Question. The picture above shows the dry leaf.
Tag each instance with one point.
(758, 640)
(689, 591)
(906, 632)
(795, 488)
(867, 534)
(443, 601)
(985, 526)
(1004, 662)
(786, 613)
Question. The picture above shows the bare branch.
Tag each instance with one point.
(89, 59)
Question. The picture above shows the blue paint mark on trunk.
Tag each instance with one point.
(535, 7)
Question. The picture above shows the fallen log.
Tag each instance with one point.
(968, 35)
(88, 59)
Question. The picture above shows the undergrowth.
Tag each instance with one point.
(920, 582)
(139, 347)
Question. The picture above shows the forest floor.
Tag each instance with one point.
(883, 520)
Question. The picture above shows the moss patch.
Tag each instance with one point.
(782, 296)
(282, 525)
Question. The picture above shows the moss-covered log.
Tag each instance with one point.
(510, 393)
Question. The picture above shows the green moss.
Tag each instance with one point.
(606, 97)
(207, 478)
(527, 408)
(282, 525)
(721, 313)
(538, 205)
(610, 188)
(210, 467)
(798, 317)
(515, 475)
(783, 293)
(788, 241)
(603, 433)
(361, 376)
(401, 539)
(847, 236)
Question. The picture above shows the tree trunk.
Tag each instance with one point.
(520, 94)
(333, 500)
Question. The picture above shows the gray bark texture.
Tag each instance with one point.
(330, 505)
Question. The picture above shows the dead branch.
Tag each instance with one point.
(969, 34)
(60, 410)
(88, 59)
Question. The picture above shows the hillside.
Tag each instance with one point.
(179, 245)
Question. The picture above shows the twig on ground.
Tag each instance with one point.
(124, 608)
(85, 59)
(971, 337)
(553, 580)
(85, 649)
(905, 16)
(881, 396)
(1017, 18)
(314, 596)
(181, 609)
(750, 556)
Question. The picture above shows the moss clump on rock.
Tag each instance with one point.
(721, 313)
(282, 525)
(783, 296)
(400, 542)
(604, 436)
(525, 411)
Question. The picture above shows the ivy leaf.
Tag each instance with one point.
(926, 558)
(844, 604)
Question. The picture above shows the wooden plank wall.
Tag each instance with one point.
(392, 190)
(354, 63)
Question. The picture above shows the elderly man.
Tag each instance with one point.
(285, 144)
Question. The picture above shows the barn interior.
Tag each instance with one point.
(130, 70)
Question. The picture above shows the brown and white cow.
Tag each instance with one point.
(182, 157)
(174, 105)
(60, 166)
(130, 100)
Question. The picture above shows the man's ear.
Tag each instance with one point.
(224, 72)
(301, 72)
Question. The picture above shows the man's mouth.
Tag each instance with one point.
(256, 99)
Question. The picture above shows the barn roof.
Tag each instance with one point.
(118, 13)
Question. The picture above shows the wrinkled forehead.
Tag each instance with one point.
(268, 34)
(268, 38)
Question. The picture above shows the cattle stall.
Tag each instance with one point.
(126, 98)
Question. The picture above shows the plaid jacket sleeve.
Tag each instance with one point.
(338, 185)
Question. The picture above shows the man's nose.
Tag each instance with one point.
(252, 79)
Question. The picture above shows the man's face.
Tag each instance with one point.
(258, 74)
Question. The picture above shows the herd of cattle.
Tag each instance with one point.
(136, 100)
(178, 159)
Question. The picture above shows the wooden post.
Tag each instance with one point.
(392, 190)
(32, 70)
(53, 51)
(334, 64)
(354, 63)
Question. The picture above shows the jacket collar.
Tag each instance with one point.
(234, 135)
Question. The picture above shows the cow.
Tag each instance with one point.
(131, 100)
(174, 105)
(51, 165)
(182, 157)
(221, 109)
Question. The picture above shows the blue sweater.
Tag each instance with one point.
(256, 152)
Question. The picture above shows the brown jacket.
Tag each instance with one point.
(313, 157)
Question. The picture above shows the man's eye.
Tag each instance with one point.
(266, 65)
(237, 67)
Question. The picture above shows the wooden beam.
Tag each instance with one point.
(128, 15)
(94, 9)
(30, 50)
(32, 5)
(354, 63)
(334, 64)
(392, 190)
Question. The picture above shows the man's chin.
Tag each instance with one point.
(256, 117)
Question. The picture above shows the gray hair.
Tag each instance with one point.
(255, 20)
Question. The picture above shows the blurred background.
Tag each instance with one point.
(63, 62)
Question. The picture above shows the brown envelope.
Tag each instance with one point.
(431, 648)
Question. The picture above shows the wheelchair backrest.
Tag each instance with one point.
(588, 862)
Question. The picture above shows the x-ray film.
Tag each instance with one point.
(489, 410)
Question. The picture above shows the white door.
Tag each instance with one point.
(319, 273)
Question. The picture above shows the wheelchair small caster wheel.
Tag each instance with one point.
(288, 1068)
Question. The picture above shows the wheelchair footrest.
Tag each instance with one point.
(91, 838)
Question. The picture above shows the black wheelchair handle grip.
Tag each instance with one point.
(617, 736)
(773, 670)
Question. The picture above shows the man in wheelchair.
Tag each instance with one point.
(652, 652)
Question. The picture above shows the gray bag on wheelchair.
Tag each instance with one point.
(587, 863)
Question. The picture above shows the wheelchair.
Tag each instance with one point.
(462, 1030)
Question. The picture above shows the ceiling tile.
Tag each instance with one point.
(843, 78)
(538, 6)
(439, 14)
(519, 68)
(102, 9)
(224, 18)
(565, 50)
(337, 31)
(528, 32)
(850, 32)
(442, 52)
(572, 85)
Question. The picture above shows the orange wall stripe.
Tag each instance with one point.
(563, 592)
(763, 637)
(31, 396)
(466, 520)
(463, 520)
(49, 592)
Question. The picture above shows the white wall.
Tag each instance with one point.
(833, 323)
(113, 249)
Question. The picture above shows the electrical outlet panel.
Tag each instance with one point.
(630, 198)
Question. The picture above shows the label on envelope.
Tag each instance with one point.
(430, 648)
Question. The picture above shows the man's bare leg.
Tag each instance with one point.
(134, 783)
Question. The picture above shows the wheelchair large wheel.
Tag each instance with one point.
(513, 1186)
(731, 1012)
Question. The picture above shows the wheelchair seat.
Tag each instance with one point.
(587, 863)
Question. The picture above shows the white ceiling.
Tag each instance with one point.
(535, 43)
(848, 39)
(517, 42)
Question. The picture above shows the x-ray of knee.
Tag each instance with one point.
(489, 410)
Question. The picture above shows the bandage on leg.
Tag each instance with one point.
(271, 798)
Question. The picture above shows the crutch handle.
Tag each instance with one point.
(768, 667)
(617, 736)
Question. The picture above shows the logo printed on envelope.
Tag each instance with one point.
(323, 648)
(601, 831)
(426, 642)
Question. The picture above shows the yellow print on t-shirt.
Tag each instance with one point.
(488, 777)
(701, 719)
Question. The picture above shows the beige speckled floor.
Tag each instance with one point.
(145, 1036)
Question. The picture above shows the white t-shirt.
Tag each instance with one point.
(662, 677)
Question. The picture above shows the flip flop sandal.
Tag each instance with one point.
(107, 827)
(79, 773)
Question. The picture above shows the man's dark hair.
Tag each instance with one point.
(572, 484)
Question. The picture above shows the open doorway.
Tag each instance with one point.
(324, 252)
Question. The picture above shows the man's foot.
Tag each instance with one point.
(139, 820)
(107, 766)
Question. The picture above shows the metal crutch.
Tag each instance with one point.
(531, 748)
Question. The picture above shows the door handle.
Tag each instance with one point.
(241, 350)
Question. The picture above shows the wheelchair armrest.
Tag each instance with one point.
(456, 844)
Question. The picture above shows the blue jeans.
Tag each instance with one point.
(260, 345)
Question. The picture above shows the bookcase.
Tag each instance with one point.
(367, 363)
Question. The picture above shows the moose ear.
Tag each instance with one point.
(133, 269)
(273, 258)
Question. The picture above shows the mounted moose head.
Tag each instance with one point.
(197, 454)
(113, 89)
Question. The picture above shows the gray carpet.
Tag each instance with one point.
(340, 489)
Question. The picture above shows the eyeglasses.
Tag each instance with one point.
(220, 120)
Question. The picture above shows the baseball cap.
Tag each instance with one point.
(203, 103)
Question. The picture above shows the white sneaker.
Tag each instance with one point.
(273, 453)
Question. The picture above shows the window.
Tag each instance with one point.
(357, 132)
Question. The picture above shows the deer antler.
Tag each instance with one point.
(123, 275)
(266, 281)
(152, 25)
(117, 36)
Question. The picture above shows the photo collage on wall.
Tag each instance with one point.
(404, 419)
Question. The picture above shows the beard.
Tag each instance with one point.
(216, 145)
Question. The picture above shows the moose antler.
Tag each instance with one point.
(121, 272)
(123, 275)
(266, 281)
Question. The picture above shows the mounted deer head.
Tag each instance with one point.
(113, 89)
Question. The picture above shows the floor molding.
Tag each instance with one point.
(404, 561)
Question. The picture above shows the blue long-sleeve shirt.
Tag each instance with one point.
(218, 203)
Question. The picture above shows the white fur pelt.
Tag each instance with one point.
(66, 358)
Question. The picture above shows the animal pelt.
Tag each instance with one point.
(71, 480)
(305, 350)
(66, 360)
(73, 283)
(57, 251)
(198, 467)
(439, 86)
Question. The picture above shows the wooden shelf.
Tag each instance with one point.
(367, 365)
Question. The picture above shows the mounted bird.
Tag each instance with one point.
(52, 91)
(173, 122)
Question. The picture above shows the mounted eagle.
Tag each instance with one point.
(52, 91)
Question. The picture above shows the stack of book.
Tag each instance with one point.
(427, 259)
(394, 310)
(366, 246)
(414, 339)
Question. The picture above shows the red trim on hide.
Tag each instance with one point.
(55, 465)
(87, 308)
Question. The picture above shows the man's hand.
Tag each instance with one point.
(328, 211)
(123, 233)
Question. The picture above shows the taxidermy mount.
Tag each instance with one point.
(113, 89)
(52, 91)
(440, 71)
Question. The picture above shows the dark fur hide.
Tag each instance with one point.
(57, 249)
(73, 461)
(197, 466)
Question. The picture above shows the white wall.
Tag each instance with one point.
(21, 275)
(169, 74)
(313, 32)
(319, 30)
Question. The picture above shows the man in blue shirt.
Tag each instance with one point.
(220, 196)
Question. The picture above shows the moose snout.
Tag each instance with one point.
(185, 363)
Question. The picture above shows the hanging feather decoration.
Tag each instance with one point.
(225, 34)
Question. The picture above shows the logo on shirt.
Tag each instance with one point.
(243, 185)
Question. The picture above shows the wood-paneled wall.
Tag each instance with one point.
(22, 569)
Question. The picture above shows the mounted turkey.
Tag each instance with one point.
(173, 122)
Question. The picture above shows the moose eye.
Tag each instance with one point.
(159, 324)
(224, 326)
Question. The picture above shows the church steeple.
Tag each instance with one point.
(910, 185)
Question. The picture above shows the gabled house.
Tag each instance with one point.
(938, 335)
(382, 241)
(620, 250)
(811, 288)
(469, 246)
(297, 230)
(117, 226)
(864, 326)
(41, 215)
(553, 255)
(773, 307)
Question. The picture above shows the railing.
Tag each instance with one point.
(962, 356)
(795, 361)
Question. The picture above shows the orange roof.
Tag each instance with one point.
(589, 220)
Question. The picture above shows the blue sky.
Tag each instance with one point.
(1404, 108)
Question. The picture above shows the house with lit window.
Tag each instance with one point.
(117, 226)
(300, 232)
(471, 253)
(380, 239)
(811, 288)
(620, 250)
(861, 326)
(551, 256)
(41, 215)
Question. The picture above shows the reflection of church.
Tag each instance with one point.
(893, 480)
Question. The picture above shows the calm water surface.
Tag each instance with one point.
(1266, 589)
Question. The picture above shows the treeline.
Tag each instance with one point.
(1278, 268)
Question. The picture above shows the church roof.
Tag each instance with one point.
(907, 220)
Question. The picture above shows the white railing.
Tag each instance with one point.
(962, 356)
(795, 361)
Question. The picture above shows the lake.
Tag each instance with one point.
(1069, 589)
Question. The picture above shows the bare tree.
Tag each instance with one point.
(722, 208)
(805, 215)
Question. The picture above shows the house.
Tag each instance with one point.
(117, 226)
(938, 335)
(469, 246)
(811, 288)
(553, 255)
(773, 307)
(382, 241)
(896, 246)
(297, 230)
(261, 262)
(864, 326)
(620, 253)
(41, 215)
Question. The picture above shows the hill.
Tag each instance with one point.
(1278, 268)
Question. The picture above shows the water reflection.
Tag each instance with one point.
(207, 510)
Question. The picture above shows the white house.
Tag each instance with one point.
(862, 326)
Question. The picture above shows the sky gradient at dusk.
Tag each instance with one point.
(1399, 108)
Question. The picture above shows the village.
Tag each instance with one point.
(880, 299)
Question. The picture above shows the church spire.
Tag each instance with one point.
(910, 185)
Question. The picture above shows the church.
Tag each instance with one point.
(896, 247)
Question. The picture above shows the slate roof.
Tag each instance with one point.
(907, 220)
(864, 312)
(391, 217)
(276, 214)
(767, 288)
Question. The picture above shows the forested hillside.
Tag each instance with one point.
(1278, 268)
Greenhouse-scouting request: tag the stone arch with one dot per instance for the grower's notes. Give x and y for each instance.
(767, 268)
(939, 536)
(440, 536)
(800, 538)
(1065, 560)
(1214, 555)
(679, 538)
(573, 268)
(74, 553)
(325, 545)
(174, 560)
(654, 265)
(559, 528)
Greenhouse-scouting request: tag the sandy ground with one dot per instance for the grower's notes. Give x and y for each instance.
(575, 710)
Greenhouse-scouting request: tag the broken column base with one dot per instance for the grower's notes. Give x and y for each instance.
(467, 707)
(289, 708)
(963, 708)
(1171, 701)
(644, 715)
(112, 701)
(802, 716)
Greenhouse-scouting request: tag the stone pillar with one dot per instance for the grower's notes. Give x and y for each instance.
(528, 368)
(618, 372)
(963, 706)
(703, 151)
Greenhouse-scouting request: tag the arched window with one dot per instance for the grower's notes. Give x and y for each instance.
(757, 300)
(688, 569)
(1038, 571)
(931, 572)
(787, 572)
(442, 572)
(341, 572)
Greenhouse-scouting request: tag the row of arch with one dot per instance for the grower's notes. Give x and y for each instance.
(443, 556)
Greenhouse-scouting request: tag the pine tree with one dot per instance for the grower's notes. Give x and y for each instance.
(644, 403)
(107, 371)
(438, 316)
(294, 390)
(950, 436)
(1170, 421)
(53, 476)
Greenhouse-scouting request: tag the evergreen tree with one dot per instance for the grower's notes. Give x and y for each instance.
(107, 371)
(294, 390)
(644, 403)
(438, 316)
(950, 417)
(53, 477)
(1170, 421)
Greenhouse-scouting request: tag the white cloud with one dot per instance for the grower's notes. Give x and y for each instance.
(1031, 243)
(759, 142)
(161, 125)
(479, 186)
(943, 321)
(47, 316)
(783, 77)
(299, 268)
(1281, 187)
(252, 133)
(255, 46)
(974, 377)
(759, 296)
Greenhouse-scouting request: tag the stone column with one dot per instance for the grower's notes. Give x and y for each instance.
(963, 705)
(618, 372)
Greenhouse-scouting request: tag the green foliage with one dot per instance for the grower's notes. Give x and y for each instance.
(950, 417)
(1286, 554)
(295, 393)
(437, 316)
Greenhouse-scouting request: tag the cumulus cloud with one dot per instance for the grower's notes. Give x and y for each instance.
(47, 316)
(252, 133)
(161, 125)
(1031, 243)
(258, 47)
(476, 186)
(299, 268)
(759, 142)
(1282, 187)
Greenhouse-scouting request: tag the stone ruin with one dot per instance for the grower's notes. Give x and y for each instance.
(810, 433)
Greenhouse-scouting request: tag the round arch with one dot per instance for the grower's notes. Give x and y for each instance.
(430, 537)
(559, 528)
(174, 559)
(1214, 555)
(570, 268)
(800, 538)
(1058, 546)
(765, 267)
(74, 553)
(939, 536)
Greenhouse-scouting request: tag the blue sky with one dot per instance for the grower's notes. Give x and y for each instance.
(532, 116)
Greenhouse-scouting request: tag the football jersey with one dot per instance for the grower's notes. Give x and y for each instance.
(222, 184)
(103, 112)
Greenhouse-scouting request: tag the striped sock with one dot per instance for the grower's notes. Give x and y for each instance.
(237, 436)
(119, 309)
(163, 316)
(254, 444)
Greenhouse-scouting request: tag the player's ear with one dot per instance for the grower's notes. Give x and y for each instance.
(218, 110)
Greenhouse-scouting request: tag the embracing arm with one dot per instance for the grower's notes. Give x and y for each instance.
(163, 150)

--------------------------------------------------

■ REQUIREMENT
Your task is to reproduce, exactly and exclusively, the lines from the one holding "Greenhouse-scouting request: tag the football" through the final line of the listing.

■ RESPONSE TO THIS EXERCISE
Greenhouse-scouting request: tag the football jersey with one dot per instance for the grower's notes. Give x and y for each instance.
(222, 184)
(103, 112)
Greenhouse-scouting request: tag the striped sock with one dot per instance for the grower's notes. Give x and y for each instance.
(237, 436)
(119, 309)
(163, 316)
(254, 444)
Greenhouse-scouting request: tag the player's ear with one dot per instance for the grower's notes. Give x and y for each instance.
(218, 110)
Greenhouse-scouting request: tag the embracing arm with one dot per instance for the grower's notes. Give x and y for each instance.
(163, 150)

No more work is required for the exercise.